As October arrives and Lane’s seniors finalize their college applications before the November 1st deadline, many of those seniors will be visiting our writing center to help them with their college essay. College essays pose a unique challenge for writers and tutors alike. For many, this is the first essay that they’ve written in years without a concrete rubric to judge their composition against. They are given a prompt (sometimes not even that), and left to their own devices. The purpose of this from the college’s standpoint is to gain a more personal, more complete picture of who they might be admitting to their institution, something beyond GPAs and standardized test scores.
But how often do students write for that purpose during high school? Rubrics serve the important purpose of removing subjectivity from grading (insofar as it can be removed, especially in writing), but when they exist for every essay that a student has written for at least four years, personalizing one’s writing becomes very difficult. Everyone who has written for an English class has been taught the following template at some point in their education: Make your claim, provide evidence, analyze your evidence as it relates to your claim. This is a solid structure for most essays, but writing to check these boxes for years often comes at the expense of the writer’s individual style.
Style also tends to be neglected within the tutoring community. We are taught to prioritize “higher order concerns” in our tutorials such as essay structure, adherence to the prompt, and strength of evidence; after those have been addressed, we can move to the “lower order concerns” that include grammar, punctuation, and word choice. What is commonly known as style, to the extent that it is addressed by tutors at all, typically falls into that latter category. When the development of writers’ voices has often been stunted by years of composing for the sake of conformity to a rubric, and tutors have been told that individual style should be put on the back burner during their sessions, creating a personal piece of writing such as a college essay becomes very difficult.
Difficult, too, is figuring out a way to address this issue. Style is a very nebulous concept, possibly the most difficult to quantify in all of writing. This has almost certainly contributed to the fact that rubrics seldom take it into account. For this commentary, the definition laid out by Dona Hickey in her book Developing a Written Voice and cited by Lea Masiello in her article “Style in the Writing Center: It’s a Matter of Choice and Voice” will be used.

- CHALLENGES:
**A.** From the piece on college essays, copy the section starting with "As October arrives" and going on through "standardized test scores.".
**B.** Answer these questions using the piece on college essays:
(i) What deadline are Lane's seniors finishing their college applications before?
(ii) Into which category of concerns does style typically fall when tutors address it?
(iii) What is the title of Dona Hickey's book?

Region annotation entries:
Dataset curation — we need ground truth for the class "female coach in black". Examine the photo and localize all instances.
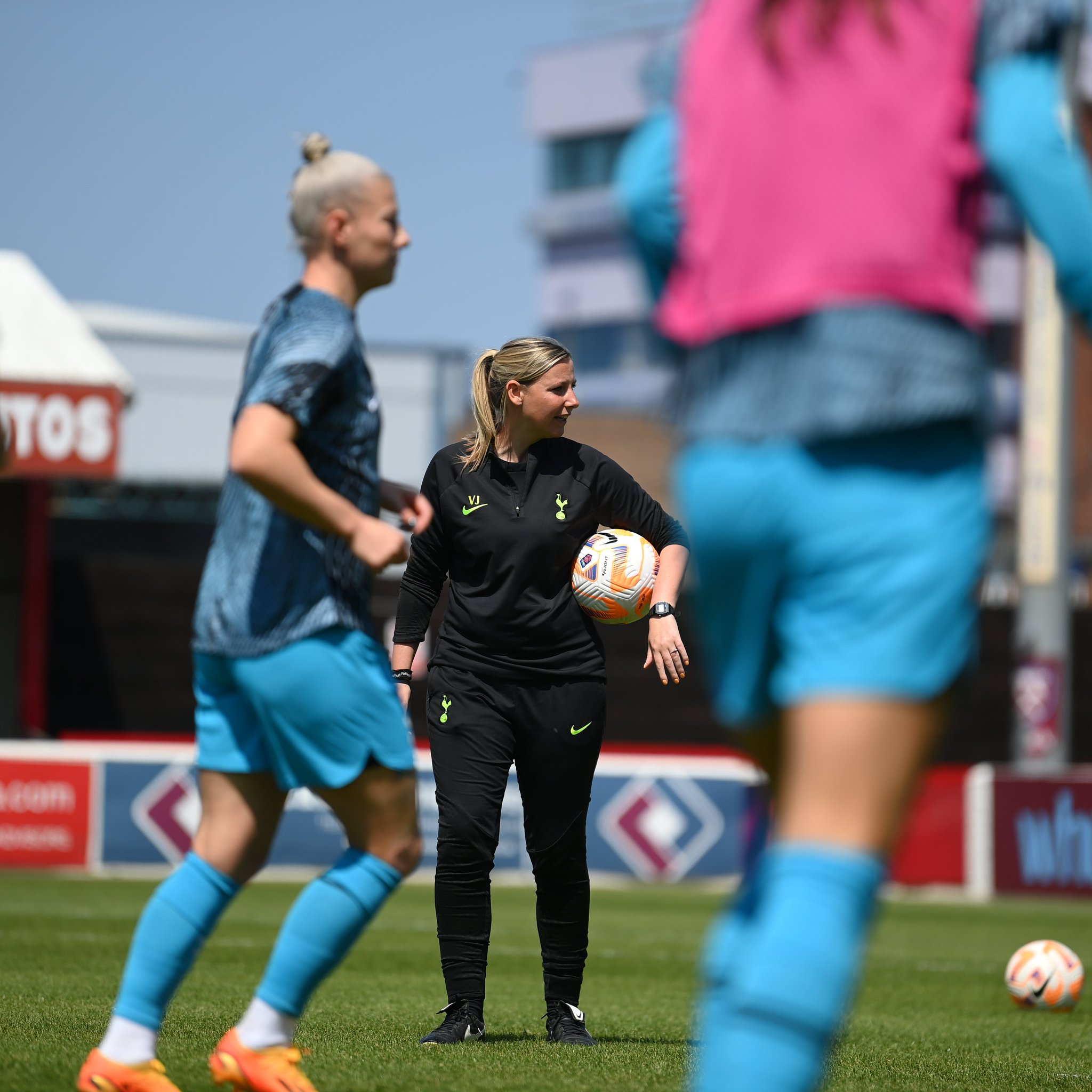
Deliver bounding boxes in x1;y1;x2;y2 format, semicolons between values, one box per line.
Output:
392;338;689;1046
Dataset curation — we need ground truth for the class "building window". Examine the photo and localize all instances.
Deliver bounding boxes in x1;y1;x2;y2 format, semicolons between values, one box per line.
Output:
549;132;629;193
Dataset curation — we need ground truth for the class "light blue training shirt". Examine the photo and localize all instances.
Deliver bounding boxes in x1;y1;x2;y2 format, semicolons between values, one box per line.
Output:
193;285;380;656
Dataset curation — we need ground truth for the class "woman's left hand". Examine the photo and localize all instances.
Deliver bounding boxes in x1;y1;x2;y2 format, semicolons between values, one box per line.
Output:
644;615;690;686
379;480;432;535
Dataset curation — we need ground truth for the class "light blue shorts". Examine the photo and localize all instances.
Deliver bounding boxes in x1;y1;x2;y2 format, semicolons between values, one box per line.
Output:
675;423;989;727
193;628;414;790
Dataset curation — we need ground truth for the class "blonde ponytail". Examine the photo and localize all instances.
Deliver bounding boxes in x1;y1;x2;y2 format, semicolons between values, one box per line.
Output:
460;338;571;471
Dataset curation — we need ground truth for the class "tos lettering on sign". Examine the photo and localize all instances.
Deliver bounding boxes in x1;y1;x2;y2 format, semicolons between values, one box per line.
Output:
0;382;121;477
0;759;91;868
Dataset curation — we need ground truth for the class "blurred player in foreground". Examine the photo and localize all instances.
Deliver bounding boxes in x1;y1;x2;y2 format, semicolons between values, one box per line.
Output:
642;0;1092;1092
77;135;431;1092
391;338;688;1046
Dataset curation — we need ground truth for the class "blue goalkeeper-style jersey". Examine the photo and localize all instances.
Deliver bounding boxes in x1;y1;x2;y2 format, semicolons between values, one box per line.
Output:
193;285;380;656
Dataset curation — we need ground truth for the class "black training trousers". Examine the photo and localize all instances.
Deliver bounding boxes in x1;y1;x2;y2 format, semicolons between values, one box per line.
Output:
427;667;606;1005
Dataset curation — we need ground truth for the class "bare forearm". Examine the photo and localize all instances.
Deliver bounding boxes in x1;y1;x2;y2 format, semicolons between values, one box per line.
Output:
391;644;417;672
652;546;690;606
231;441;363;539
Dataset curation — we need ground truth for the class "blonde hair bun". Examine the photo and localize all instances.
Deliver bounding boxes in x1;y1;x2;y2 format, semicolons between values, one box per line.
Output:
299;133;330;163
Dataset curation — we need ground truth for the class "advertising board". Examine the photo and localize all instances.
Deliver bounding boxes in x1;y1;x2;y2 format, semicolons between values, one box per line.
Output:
0;381;121;478
993;768;1092;894
0;759;93;868
101;750;758;881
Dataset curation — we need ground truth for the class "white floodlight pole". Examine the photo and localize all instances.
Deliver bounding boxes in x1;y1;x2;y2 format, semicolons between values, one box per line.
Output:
1012;31;1080;773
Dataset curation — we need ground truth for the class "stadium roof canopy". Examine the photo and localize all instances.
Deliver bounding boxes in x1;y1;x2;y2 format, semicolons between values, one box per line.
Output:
0;250;133;397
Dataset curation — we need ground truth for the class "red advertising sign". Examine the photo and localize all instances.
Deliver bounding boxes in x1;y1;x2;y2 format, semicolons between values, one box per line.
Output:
0;382;121;478
891;766;969;885
994;770;1092;894
0;759;91;868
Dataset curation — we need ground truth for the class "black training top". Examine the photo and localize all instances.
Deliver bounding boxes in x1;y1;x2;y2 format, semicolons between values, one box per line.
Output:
394;438;689;680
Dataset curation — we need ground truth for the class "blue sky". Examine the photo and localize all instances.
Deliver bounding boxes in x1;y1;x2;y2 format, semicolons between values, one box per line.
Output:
0;0;616;348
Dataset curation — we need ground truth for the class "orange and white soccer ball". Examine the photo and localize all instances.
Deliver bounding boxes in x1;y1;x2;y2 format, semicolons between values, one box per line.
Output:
1005;940;1085;1012
572;528;660;626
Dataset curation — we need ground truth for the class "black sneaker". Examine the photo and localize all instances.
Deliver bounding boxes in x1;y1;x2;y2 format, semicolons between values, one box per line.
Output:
546;1001;598;1046
419;999;485;1046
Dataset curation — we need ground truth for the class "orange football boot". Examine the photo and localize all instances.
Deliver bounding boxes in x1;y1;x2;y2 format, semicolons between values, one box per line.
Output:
75;1047;180;1092
208;1027;318;1092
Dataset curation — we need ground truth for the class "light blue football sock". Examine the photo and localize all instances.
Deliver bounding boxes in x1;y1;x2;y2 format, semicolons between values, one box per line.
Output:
695;843;885;1092
697;855;761;1083
114;853;239;1031
255;849;402;1017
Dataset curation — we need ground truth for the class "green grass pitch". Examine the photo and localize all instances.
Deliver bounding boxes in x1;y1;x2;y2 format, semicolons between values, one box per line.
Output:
6;874;1092;1092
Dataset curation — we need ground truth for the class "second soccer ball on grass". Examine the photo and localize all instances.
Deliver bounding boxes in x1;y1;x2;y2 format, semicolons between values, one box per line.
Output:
1005;940;1085;1012
572;527;660;626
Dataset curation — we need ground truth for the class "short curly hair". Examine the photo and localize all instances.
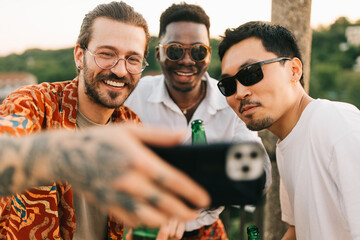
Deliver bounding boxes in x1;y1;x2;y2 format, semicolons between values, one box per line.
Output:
159;2;210;39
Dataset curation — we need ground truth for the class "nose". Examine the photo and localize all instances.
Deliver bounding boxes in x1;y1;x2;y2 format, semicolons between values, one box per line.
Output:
111;58;128;78
178;49;196;65
235;80;251;99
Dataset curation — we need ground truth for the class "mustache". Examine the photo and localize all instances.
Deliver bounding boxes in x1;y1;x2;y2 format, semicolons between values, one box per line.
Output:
239;99;262;112
95;73;132;84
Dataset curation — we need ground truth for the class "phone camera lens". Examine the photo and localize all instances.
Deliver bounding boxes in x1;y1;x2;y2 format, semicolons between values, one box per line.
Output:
242;165;250;173
235;152;242;159
250;152;258;158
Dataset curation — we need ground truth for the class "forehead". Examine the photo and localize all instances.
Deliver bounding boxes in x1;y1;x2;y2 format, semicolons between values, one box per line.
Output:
221;37;276;75
162;22;209;44
89;17;146;54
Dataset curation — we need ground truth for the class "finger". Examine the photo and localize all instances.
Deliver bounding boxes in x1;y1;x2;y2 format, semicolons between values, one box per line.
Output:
126;124;186;146
118;128;210;207
111;203;167;228
175;222;186;239
125;229;133;240
168;218;179;238
156;222;169;240
114;172;198;220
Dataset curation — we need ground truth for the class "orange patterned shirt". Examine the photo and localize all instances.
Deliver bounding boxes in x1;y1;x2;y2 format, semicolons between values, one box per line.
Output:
0;79;140;240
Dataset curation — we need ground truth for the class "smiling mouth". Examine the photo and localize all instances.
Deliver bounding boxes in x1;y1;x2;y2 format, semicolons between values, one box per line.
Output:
240;106;257;113
103;80;126;88
175;71;196;76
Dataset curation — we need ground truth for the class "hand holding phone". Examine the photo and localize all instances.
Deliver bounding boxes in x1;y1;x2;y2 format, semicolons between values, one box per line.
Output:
150;142;266;207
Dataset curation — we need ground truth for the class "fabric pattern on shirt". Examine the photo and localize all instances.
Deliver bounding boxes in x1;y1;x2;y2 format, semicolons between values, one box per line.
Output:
0;78;141;240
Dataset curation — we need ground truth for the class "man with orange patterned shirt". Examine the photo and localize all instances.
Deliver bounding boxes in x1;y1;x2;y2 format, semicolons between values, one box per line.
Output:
0;2;156;239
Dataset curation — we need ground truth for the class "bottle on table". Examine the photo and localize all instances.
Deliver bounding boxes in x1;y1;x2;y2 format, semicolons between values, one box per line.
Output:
246;225;261;240
191;119;207;145
132;227;159;240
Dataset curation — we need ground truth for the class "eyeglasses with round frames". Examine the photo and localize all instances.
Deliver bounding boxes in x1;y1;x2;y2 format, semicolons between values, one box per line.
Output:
85;48;149;74
159;43;211;62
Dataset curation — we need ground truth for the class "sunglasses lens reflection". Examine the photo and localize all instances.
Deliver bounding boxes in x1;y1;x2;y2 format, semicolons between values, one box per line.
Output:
191;45;207;61
166;45;184;61
218;77;236;97
240;64;264;86
166;44;208;62
218;64;264;97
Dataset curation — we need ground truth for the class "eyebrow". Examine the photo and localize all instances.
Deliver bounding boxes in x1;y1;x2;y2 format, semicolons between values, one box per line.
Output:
164;41;210;46
220;58;259;80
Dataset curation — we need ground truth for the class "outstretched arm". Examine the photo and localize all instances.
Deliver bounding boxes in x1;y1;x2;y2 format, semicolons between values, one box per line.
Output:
0;124;210;227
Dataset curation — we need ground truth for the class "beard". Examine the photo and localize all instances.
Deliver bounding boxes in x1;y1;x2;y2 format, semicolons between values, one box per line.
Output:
246;117;274;131
238;99;274;131
83;61;135;109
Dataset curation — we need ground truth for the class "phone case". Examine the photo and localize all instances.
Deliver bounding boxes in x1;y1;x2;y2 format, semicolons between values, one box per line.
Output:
150;142;265;207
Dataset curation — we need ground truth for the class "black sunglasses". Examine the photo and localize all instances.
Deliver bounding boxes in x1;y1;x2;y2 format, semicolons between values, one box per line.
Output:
159;43;211;62
217;57;291;97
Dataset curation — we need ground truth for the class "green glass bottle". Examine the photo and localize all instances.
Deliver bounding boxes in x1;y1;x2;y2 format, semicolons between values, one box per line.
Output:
246;225;261;240
191;119;207;145
133;227;159;240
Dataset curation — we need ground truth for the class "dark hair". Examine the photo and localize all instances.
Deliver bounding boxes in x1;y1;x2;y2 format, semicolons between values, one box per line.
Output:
76;1;150;57
159;2;210;39
219;21;304;86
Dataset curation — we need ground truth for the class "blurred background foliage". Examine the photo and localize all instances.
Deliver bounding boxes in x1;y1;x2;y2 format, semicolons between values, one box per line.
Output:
0;17;360;108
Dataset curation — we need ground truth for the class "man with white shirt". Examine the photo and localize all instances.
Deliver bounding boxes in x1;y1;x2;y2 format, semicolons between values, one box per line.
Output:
124;3;271;239
218;21;360;240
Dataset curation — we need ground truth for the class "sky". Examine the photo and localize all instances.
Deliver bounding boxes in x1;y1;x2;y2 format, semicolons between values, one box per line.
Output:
0;0;360;56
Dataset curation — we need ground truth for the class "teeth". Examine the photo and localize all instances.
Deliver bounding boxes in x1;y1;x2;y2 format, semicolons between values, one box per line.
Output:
104;80;125;87
176;72;194;76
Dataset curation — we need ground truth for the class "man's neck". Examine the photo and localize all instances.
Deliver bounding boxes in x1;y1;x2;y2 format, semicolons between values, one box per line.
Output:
268;91;314;141
166;81;206;108
78;84;114;124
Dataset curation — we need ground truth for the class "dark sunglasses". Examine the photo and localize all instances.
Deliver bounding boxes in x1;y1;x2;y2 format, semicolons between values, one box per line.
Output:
217;57;291;97
159;43;211;62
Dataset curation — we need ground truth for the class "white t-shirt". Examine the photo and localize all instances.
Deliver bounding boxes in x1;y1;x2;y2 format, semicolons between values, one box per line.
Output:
276;99;360;240
124;73;271;231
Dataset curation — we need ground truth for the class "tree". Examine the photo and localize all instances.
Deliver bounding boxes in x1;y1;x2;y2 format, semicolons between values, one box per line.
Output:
261;0;312;240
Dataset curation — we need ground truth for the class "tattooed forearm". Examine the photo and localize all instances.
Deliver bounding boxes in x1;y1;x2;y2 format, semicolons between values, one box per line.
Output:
0;128;135;212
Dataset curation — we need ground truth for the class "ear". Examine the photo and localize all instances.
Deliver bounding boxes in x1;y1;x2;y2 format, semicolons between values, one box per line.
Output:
291;57;302;83
74;44;84;69
155;45;160;62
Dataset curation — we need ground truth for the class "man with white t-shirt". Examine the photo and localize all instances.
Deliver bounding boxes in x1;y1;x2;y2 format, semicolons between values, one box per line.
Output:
124;3;271;239
218;22;360;240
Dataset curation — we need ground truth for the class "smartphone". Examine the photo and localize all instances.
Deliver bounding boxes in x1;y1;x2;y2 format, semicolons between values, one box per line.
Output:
150;142;266;207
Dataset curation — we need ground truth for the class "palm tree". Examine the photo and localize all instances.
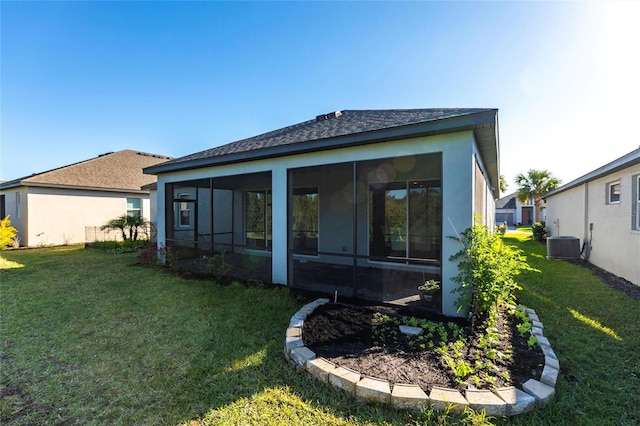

- SOLUTIONS FOR EACH TASK:
**A.**
As October arrives and Lane’s seniors finalize their college applications before the November 1st deadline, many of those seniors will be visiting our writing center to help them with their college essay. College essays pose a unique challenge for writers and tutors alike. For many, this is the first essay that they’ve written in years without a concrete rubric to judge their composition against. They are given a prompt (sometimes not even that), and left to their own devices. The purpose of this from the college’s standpoint is to gain a more personal, more complete picture of who they might be admitting to their institution, something beyond GPAs and standardized test scores.

**B.**
(i) November 1st
(ii) The "lower order concerns"
(iii) Developing a Written Voice